[Pointing dataset excerpts]
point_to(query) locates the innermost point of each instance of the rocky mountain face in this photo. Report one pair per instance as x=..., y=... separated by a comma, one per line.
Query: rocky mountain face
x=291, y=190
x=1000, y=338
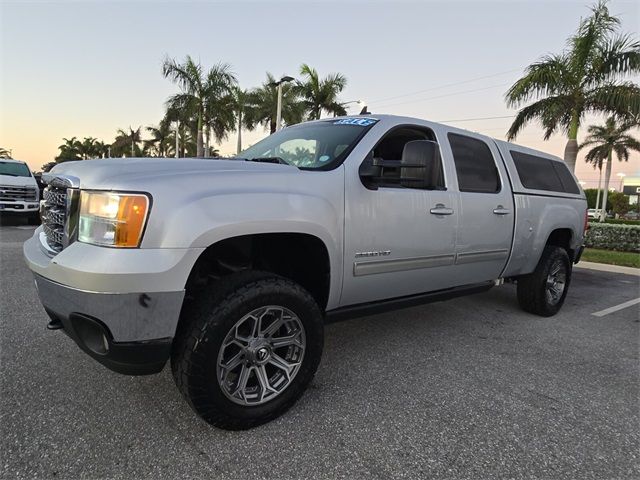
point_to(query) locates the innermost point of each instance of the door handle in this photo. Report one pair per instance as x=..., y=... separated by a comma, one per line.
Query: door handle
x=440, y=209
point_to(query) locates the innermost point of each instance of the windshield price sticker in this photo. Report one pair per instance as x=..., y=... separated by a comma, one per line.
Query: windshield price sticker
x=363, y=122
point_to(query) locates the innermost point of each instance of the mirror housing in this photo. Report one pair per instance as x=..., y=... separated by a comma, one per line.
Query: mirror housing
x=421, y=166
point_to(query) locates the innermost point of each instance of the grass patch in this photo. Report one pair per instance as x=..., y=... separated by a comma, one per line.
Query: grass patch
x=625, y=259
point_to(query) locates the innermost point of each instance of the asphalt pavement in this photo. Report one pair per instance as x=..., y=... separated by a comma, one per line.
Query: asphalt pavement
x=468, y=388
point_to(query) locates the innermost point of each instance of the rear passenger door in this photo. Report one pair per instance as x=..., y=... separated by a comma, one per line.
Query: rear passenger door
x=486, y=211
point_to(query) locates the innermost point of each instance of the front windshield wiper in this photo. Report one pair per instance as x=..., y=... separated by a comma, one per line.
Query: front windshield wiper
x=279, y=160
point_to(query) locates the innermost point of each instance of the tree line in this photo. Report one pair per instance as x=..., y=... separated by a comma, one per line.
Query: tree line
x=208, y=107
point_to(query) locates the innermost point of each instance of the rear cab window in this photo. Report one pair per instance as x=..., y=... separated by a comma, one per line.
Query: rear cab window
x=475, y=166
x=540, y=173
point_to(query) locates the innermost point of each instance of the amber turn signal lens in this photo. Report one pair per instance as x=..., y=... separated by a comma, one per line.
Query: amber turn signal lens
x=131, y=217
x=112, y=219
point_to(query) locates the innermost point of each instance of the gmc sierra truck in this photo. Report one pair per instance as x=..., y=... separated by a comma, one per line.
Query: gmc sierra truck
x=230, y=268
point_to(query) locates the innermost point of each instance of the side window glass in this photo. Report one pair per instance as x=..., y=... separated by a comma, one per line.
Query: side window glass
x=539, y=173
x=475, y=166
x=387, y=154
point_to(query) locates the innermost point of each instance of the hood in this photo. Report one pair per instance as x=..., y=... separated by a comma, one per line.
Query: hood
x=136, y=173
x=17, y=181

--

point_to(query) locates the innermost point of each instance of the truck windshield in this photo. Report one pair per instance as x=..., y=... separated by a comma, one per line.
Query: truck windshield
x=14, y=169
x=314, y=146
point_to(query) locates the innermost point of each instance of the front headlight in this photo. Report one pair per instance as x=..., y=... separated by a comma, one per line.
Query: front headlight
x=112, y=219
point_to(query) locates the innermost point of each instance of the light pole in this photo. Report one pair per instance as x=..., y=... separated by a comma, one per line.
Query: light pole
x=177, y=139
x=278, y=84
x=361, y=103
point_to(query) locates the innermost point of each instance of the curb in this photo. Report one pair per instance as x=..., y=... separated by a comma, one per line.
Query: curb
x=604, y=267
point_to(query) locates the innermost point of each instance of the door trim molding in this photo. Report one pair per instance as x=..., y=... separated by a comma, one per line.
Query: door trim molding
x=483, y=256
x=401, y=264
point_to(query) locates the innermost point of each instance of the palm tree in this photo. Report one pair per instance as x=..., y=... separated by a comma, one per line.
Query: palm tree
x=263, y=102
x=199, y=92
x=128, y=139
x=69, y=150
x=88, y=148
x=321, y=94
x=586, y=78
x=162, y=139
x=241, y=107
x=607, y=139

...

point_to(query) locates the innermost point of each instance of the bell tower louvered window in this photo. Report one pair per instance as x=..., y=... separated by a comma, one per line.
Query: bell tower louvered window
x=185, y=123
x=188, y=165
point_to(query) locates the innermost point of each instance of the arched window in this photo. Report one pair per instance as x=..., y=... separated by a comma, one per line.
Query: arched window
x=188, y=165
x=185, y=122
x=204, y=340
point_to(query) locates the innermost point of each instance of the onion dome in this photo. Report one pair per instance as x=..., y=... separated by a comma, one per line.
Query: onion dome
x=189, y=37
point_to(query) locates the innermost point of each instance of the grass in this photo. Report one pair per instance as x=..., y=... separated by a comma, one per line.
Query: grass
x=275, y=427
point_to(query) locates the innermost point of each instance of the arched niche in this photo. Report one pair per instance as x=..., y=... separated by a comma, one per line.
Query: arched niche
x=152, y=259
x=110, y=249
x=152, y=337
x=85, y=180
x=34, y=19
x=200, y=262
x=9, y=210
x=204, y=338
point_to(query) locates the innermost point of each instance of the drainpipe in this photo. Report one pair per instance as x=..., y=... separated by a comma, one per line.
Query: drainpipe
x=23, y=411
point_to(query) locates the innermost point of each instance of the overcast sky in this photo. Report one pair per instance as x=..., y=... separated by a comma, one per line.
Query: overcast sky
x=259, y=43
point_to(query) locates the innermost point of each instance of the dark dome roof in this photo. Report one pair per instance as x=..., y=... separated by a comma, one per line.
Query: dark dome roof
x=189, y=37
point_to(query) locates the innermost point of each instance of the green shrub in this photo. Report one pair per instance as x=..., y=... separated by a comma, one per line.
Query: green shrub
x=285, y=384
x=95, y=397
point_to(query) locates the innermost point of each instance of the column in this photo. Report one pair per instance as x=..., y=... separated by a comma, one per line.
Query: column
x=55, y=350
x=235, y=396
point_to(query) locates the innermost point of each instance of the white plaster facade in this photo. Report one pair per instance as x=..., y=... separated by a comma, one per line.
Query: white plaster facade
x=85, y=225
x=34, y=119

→ Direction
Update the rows running from the line that contains "of the overcast" through the line that contains "x=259, y=43", inclusive, by replacing "overcast sky" with "cloudy sky" and leaving everything else unchanged. Return only those lines.

→ Reply
point_to(query) locates the innermost point of each instance of the cloudy sky in this photo. Report one pair per instance as x=..., y=... separated by a comma, one per line.
Query: cloudy sky
x=259, y=43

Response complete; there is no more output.